Start Material for this exercise

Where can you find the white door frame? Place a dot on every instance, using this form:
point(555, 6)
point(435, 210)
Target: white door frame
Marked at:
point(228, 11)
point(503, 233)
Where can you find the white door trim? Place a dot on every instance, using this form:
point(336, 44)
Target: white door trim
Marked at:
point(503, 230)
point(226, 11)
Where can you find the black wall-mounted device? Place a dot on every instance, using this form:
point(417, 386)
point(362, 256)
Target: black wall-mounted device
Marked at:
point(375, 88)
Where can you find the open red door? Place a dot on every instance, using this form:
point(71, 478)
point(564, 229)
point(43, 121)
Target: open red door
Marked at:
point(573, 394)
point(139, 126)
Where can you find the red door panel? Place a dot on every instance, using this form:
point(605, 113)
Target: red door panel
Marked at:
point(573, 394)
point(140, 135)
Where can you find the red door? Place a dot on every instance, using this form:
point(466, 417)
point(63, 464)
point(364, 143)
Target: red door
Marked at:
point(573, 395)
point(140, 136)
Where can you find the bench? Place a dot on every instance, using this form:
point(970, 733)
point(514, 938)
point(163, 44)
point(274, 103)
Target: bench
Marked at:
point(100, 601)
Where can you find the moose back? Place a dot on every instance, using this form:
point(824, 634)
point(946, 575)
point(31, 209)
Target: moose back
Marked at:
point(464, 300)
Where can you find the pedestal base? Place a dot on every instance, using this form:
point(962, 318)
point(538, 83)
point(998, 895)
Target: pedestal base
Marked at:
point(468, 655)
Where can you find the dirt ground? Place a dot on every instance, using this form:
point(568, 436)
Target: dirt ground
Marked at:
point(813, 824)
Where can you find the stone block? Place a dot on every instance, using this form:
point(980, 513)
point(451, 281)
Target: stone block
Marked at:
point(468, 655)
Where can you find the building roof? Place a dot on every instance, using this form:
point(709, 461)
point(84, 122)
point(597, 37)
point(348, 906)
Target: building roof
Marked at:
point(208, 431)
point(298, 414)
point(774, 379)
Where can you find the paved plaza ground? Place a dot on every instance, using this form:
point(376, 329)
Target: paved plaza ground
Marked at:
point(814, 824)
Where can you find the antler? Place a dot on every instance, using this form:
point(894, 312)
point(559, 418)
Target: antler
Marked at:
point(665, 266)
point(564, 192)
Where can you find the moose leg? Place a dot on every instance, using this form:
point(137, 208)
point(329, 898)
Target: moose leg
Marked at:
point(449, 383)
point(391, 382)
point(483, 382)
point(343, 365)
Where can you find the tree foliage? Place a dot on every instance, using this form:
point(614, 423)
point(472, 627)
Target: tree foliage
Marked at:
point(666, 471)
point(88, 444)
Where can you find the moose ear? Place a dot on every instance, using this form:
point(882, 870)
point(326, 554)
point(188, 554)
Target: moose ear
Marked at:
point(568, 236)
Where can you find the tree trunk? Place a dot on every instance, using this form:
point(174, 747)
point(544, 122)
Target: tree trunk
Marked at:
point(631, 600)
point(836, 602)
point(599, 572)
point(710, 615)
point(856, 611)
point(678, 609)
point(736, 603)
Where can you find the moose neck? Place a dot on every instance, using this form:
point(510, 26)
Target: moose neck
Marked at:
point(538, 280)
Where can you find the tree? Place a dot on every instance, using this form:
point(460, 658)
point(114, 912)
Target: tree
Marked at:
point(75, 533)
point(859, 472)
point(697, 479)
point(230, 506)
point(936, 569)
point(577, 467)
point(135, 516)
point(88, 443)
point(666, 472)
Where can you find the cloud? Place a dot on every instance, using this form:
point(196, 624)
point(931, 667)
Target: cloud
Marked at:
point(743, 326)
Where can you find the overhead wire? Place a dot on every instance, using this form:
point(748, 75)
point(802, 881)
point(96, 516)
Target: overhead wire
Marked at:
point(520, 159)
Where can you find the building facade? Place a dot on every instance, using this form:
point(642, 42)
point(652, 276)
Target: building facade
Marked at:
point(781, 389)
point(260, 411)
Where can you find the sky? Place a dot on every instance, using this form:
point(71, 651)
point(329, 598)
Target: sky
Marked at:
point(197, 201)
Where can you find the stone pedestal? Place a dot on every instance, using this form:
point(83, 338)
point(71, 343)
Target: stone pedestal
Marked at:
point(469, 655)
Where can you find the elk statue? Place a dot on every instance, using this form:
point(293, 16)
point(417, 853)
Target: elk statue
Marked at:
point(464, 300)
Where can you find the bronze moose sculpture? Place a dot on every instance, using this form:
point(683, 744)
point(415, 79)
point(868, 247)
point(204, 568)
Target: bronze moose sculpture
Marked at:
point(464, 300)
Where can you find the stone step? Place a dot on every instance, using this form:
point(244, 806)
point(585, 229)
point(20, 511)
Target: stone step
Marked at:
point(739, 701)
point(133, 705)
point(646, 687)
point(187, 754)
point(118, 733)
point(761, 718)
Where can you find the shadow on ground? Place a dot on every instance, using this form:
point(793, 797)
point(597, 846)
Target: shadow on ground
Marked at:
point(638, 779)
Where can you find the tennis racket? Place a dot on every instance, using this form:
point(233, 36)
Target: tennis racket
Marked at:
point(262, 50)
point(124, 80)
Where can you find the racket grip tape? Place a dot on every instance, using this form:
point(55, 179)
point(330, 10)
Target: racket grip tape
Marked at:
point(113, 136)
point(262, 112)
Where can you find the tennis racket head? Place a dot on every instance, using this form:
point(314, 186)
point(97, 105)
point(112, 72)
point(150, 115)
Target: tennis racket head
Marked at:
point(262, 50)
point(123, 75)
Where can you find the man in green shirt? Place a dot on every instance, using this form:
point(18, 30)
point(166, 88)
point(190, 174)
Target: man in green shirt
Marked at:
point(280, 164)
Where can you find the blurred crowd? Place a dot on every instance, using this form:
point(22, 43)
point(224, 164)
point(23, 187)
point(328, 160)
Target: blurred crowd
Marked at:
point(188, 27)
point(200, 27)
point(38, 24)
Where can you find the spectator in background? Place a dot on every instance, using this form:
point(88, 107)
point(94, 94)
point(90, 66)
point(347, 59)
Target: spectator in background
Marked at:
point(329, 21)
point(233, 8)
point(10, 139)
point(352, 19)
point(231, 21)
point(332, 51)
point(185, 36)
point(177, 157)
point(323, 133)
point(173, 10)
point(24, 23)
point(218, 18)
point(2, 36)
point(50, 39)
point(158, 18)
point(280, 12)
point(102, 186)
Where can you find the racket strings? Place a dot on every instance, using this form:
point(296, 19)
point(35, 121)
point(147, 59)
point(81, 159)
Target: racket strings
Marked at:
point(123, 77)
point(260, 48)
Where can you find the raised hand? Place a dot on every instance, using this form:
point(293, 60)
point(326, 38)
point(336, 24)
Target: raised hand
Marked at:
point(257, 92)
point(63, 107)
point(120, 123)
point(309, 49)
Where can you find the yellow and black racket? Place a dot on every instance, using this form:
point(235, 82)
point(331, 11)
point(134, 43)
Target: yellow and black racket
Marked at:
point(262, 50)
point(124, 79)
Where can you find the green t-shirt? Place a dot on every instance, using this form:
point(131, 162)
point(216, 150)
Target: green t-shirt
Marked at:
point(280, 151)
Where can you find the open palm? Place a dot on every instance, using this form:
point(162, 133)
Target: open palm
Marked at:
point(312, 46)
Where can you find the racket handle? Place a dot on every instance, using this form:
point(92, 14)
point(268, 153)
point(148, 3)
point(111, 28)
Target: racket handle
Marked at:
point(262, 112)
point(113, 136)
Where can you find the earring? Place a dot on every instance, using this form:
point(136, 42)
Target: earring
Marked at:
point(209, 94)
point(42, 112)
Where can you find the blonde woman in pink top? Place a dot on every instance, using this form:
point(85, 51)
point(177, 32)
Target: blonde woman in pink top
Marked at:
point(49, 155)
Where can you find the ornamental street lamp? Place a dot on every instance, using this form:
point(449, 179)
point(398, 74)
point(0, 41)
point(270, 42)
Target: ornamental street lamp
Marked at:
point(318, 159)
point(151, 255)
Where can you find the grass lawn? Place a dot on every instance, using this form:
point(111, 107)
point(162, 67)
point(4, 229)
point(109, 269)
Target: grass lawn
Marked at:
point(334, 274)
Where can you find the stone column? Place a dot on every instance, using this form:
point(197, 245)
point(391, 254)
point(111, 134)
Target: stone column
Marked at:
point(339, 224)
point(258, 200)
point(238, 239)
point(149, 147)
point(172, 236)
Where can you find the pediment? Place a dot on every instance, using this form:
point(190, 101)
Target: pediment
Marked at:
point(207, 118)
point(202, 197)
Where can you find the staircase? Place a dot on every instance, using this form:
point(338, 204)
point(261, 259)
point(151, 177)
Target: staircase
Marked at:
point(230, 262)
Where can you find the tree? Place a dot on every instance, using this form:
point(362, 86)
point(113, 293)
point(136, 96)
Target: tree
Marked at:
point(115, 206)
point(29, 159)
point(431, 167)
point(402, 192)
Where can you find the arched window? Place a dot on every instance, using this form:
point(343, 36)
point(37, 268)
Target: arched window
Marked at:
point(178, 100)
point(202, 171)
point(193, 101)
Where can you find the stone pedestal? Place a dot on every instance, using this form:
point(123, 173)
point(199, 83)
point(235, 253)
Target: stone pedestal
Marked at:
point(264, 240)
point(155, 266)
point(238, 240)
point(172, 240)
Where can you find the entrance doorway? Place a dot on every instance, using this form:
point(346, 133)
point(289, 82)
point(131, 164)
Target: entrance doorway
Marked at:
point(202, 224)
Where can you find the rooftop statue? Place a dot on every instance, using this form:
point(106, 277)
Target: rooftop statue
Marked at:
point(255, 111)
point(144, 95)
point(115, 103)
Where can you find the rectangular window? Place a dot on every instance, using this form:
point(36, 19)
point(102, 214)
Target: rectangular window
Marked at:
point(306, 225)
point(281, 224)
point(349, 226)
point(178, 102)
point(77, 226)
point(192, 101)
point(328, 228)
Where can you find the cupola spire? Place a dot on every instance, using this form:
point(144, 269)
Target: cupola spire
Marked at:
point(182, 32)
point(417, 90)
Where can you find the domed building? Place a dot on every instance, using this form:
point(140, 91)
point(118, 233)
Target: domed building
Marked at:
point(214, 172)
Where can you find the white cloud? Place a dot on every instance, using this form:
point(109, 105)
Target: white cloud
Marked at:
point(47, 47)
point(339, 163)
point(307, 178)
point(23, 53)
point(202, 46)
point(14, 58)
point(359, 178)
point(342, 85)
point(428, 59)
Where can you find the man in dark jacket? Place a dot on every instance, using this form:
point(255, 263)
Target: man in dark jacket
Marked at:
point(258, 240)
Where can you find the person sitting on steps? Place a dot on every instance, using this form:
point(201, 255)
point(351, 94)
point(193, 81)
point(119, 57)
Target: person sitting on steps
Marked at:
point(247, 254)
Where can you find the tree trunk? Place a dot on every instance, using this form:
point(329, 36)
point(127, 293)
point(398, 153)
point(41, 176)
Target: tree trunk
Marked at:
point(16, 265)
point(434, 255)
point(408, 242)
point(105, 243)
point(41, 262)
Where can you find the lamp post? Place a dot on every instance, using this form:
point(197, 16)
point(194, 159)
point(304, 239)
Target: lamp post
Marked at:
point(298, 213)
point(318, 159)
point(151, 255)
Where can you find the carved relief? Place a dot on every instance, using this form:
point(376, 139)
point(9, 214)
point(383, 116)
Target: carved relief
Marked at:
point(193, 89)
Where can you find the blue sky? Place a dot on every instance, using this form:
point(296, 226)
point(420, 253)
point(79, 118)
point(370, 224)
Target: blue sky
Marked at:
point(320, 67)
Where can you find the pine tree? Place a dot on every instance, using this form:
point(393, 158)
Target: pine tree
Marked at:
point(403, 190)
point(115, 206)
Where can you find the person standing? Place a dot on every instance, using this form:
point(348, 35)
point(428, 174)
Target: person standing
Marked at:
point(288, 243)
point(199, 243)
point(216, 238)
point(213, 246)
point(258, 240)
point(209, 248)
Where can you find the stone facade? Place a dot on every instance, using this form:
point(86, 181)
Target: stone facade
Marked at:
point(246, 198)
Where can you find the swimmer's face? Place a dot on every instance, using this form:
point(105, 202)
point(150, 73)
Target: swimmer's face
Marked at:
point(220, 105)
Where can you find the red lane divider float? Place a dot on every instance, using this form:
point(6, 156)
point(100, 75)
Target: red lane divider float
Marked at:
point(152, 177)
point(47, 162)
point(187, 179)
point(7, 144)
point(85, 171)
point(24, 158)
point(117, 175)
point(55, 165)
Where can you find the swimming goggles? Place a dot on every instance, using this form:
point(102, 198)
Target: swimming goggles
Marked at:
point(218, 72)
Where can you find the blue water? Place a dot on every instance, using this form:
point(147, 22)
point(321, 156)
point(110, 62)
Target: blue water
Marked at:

End Material for this exercise

Exercise instructions: Copy the data above word for word, from the line with "Where can you find the arched" to the line with "point(115, 103)", both of those lines included.

The output:
Where can you find the arched window? Place a dot on every instance, using this form:
point(343, 36)
point(37, 268)
Target: arched window
Marked at:
point(178, 100)
point(202, 171)
point(193, 101)
Where can you find the stone pedestal? Place a dot on every instance, using this form:
point(123, 173)
point(199, 83)
point(235, 253)
Target: stone pedestal
Marked at:
point(264, 240)
point(155, 266)
point(238, 240)
point(172, 240)
Where can you find the entrance doorway? Place a dot on every instance, using this form:
point(346, 133)
point(289, 82)
point(131, 164)
Target: entrance doorway
Marked at:
point(202, 224)
Where can you find the rooftop statue? Place a dot on every instance, using this form:
point(106, 277)
Target: rooftop statue
Marked at:
point(255, 111)
point(144, 95)
point(115, 103)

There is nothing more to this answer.